**EXERCISE REQUIREMENTS:** Put the lines below into a JSON list of strings, one string per line, with blank lines skipped. Leave the picture out.

**DATASET EXTRACT:**
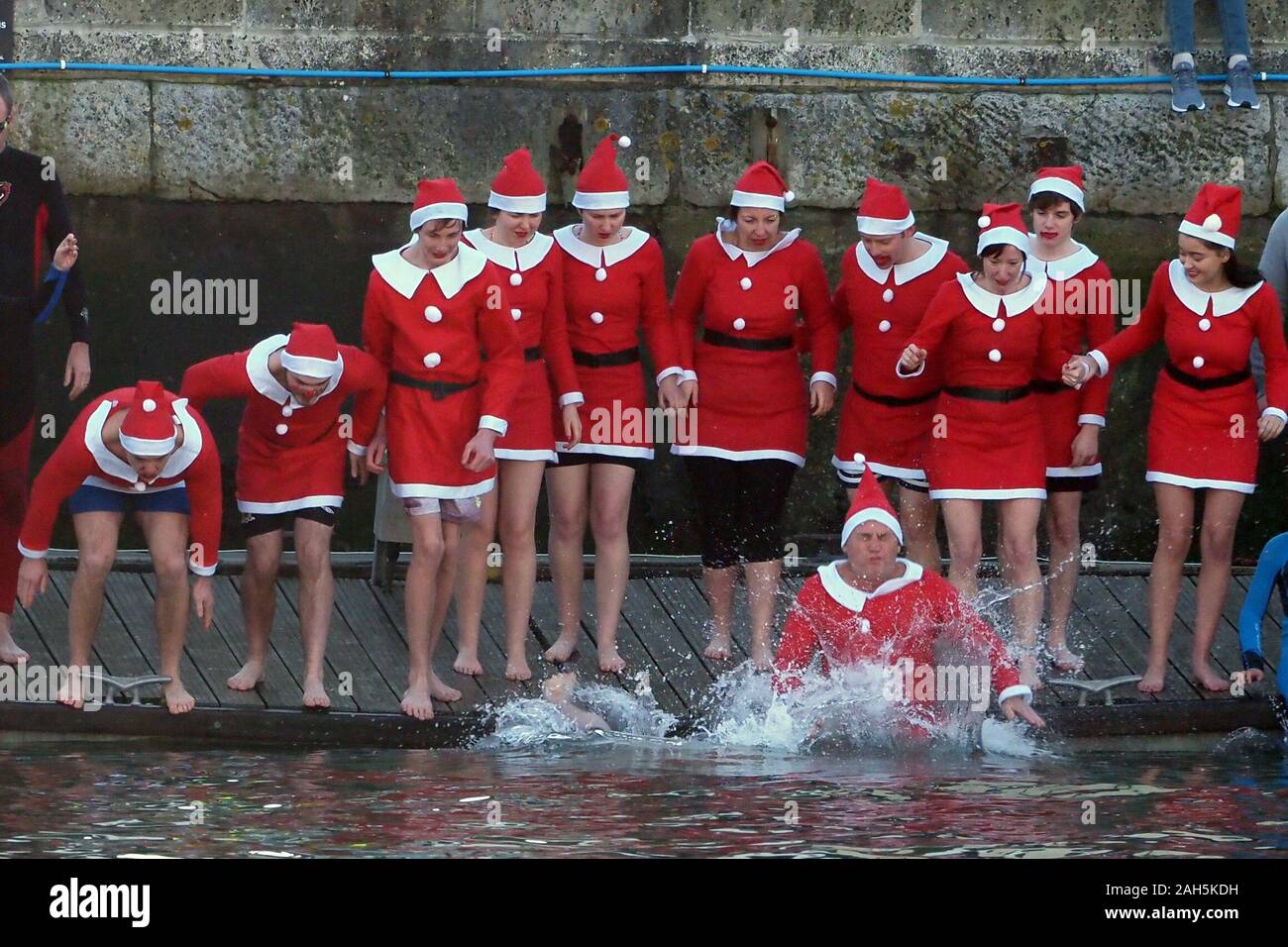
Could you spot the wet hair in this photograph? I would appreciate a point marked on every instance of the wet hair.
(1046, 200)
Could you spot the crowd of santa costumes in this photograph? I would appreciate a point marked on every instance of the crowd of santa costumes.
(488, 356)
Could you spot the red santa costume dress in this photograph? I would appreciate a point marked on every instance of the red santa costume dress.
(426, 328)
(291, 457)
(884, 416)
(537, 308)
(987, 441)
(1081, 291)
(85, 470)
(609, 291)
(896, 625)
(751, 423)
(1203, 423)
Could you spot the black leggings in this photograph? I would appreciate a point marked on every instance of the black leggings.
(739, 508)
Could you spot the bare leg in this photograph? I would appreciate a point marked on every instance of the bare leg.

**EXERCISE OUTPUT:**
[
  "Could you spot the wet hair in this photograph? I would appreciate a point marked on every instance of the wet hair.",
  "(1046, 200)",
  "Could you spot the crowd of santa costumes in this photograph? I would appreciate a point marked on every instance of the crowd of santa costumes.",
  "(488, 356)",
  "Could you spot the red santa costume dress in this photograph? I would appreciate a point marked on every instance of the red santa costume dress.",
  "(426, 328)",
  "(291, 457)",
  "(884, 416)",
  "(537, 308)",
  "(987, 441)",
  "(1081, 291)",
  "(85, 470)",
  "(609, 291)",
  "(896, 625)",
  "(751, 423)",
  "(1203, 423)",
  "Could you spot the black leggings in this photograph? I would appreciate a point marked on every instance of the black leggings.",
  "(739, 508)",
  "Could you spot the bare leg in this photograph? I would appreciate a point marked on every instance of the bare leg."
]